§ **PROBLEM TO WORK ON**: Transcribe the entries that follow, word for word.

.....

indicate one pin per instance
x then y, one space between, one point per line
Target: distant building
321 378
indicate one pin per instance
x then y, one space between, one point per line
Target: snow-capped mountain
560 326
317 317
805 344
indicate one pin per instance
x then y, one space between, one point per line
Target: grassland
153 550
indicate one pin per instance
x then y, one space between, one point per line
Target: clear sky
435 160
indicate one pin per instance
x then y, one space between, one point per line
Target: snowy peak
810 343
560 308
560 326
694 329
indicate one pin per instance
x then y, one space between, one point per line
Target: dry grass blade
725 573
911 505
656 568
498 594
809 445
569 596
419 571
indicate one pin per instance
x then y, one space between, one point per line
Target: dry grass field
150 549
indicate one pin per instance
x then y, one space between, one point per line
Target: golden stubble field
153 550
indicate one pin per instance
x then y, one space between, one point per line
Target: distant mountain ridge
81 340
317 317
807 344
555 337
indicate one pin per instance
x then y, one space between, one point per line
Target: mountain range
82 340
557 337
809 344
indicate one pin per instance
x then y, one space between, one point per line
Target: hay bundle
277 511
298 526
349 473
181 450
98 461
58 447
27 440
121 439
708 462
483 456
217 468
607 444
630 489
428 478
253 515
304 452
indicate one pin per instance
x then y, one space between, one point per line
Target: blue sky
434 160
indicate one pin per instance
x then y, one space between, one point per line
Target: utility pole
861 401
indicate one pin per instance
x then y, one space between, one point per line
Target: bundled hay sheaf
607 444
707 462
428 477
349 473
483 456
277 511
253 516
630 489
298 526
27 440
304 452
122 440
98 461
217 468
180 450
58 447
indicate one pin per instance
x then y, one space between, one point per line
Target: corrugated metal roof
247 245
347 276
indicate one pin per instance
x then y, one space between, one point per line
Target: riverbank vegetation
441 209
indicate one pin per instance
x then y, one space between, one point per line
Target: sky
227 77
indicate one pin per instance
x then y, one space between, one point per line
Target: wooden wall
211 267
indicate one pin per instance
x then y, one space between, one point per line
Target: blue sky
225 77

.....

§ **REPLY TO THE TASK**:
indicate one pin per instance
x then y, one space between, one point per line
Target: distant building
321 378
indicate one pin per instance
x then y, one space between, one point per line
Target: snow-capped mountain
560 326
317 317
805 344
indicate one pin per instance
x then y, one space between, one point per line
Target: grassland
153 550
indicate one pin per instance
x then y, one space between, one point per line
Target: clear sky
435 160
indicate one pin per instance
x then y, one space between, one point per line
Target: snowy peak
810 343
560 308
560 326
694 329
indicate one pin per instance
x then y, one space between, one point per line
Target: dry grass blade
725 573
911 505
656 568
498 594
809 445
569 596
419 571
indicate one pin per instance
x then y, one space between, one point per line
Target: dry grass field
150 549
indicate one pin per instance
x then y, one space between, one point per line
Target: golden stubble field
153 550
indicate one pin per instance
x then y, one space between, one point per line
Target: distant mountain ridge
81 340
317 317
807 344
555 337
indicate one pin per instance
x then y, one space between, one point per line
Target: mountain range
82 340
557 337
809 344
indicate one pin per instance
x then y, one space between, one point per line
Target: hay bundle
277 511
298 526
349 473
181 450
98 461
58 447
27 440
121 439
708 462
483 456
217 468
607 444
630 489
428 478
253 515
304 452
indicate one pin per instance
x then y, one space between, one point per line
Target: blue sky
434 160
indicate one pin per instance
x then y, one space between, one point per line
Target: utility pole
861 401
indicate one pin per instance
x then y, one space between, one point per line
Target: bundled hay sheaf
607 444
707 462
428 477
349 473
483 456
277 511
253 516
630 489
298 526
27 440
304 452
122 440
98 461
217 468
180 450
58 447
indicate one pin per instance
x then y, one space between, one point per line
Target: corrugated metal roof
247 245
347 276
indicate one pin per instance
x then y, one space between, one point per line
Target: riverbank vegetation
441 209
indicate one pin per instance
x then y, one space between, one point per line
Target: sky
227 77
indicate one pin per instance
x then y, one space between, one point per line
Target: wooden wall
211 267
indicate one pin per instance
x then y, one space between, one point per line
Target: blue sky
225 77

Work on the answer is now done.